_Challenge:_
Copy the data word for word, from its first line through the line that contains "[(1075, 142)]", with both of those lines included.
+ + + + +
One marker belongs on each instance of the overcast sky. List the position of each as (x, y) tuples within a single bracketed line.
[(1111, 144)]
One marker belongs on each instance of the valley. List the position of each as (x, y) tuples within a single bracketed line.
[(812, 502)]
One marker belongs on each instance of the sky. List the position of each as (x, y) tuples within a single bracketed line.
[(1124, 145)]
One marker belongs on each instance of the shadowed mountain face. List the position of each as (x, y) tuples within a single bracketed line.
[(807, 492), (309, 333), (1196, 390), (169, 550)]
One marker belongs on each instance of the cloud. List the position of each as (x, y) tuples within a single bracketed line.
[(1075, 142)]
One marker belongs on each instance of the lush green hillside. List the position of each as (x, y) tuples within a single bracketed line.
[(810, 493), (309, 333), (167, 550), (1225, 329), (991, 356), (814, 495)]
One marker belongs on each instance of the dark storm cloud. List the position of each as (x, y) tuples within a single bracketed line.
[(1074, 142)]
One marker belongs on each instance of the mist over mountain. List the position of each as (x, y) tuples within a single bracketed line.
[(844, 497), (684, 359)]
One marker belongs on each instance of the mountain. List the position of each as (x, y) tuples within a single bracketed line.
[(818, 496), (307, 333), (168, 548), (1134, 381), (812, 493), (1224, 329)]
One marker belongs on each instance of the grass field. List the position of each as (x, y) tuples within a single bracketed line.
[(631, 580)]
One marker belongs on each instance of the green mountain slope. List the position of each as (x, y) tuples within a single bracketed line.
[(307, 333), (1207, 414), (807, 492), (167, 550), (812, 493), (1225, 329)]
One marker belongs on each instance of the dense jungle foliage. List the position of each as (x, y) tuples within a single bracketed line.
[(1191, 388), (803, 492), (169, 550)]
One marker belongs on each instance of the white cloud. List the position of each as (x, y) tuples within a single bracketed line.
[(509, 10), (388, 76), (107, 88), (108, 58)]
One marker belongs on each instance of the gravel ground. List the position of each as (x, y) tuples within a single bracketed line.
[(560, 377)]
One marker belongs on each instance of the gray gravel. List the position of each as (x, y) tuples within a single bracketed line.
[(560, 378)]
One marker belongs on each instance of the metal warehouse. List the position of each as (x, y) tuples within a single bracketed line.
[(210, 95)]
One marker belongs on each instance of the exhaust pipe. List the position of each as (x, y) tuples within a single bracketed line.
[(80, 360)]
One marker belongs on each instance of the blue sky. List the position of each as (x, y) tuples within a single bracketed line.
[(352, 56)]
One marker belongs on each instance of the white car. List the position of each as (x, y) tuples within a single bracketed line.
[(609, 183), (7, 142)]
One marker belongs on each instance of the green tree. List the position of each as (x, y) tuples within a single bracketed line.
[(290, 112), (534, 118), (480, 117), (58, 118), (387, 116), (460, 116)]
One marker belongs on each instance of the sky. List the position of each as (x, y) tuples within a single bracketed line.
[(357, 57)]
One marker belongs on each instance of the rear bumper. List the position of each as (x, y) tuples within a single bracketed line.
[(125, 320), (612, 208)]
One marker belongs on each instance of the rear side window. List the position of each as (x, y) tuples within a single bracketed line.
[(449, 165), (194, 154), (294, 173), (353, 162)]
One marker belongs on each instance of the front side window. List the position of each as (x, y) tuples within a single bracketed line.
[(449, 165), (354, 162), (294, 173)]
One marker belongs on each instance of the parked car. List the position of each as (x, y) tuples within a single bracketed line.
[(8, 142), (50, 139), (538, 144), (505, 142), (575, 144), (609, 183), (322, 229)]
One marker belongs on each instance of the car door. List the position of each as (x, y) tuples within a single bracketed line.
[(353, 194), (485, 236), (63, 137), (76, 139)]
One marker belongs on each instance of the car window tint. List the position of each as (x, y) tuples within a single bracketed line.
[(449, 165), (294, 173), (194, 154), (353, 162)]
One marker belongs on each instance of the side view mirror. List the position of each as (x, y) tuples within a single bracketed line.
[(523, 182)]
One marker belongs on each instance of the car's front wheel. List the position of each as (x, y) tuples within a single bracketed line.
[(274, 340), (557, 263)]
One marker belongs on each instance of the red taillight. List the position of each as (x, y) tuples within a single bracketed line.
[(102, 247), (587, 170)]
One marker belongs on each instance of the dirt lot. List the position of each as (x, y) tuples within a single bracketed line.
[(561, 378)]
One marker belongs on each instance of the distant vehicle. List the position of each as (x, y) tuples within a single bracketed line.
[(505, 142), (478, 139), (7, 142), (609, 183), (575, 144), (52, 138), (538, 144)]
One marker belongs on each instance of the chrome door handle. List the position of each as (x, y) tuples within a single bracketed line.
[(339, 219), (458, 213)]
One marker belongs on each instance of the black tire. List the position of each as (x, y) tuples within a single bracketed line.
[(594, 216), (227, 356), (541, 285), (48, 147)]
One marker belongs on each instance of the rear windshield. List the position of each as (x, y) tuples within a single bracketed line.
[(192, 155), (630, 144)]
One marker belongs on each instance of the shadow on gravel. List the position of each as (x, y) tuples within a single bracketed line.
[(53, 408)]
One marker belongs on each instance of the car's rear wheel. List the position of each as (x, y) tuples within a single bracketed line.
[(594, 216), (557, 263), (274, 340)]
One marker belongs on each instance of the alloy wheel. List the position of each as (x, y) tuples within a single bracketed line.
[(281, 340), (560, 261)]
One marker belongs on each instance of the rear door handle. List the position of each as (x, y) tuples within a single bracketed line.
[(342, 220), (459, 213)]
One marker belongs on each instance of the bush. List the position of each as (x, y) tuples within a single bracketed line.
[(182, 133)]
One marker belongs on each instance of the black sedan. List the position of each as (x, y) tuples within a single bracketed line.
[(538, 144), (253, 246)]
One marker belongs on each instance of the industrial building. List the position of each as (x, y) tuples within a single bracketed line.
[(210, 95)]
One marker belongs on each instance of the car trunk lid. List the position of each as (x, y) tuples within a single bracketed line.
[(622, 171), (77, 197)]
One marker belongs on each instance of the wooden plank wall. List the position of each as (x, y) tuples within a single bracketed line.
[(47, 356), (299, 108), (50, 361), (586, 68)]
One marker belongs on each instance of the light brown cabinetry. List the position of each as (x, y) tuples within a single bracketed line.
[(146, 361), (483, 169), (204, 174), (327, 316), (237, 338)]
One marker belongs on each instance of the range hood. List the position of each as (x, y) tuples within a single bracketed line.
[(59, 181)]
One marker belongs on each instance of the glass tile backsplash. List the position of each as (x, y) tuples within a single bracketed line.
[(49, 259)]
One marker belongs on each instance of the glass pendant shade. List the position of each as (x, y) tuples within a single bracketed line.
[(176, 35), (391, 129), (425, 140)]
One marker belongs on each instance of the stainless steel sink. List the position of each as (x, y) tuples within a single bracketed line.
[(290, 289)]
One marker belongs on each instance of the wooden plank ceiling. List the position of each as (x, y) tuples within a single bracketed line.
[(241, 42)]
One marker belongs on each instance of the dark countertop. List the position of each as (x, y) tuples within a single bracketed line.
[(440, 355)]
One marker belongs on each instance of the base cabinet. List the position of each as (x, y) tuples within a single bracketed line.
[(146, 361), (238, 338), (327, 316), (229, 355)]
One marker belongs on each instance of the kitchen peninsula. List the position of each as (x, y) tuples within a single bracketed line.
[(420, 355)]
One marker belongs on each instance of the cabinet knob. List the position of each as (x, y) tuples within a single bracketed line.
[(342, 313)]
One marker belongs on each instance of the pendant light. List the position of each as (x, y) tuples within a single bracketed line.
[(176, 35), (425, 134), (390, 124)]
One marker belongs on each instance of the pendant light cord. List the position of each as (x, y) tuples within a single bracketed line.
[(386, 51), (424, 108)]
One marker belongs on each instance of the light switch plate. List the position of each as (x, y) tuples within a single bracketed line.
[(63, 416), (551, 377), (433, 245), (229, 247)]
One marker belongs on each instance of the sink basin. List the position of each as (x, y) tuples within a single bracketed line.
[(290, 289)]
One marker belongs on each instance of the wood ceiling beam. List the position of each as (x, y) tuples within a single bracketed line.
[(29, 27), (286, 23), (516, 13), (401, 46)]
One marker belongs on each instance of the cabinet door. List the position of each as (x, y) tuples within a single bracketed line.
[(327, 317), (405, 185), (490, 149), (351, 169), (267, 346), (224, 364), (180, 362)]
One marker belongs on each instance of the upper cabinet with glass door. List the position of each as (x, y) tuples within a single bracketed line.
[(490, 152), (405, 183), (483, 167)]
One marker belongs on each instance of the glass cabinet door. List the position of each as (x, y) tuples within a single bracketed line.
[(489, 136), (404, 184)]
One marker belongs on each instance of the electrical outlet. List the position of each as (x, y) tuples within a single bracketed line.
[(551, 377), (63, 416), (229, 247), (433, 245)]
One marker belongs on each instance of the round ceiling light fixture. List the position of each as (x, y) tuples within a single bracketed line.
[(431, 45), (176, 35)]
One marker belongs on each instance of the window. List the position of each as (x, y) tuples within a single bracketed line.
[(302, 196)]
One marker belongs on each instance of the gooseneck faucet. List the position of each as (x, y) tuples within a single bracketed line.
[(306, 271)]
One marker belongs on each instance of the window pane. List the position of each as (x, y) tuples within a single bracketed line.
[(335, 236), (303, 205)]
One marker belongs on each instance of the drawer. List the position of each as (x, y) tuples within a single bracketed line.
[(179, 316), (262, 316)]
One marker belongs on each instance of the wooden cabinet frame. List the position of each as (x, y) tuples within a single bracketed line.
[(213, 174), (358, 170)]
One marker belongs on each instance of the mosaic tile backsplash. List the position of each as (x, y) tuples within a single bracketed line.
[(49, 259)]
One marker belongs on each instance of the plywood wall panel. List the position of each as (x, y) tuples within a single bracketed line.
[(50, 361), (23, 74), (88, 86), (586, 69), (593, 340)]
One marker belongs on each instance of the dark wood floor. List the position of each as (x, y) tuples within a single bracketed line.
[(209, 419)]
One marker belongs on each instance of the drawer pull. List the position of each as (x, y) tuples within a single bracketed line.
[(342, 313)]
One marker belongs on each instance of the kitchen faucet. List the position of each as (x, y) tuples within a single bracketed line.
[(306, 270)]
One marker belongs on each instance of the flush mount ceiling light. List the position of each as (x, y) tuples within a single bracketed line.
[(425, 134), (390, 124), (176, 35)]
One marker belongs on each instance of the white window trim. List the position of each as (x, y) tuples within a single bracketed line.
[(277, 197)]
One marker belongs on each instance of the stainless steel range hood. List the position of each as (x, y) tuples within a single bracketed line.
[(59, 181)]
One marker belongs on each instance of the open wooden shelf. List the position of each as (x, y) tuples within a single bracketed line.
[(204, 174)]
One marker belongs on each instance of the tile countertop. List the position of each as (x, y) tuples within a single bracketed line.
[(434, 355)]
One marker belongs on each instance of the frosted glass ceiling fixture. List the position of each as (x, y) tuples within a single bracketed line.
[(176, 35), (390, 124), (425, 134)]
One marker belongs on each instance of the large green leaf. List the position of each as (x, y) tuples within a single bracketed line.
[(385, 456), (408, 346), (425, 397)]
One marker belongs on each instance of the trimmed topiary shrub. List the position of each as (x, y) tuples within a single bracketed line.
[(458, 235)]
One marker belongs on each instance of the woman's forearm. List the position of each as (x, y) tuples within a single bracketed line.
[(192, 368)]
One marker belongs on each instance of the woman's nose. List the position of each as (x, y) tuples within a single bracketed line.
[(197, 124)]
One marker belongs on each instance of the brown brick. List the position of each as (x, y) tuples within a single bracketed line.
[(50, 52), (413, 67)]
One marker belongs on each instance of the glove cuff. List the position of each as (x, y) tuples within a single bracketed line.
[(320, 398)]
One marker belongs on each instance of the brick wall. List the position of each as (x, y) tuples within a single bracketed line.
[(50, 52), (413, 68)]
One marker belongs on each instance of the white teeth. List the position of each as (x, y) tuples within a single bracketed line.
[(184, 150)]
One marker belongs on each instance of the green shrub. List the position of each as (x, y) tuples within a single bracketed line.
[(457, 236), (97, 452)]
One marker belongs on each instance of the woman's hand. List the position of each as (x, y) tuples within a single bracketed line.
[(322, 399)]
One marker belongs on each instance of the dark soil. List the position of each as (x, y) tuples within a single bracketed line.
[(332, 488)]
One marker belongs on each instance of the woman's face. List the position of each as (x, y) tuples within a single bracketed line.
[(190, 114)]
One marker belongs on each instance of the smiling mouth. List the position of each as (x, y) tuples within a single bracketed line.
+ + + + +
_Expected answer:_
One marker belongs on each instance of the overcast sky. List the position of each as (x, y) tuples within a single bracketed line.
[(1111, 144)]
One marker belongs on each instance of the valley. List the position of each as (x, y) tuples within a single bracketed line.
[(812, 502)]
One marker belongs on each instance of the sky. List the position of each as (x, y) tuples within a single bracketed line.
[(1124, 145)]
One marker belongs on each instance of the shadowed mountain face. List the position of each as (x, y) tuples within a single bracketed line.
[(807, 492), (309, 333), (1196, 390), (169, 550)]
One marker belongs on each instance of the cloud. List the position of each as (x, y) tuples within a single bracketed line.
[(1075, 142)]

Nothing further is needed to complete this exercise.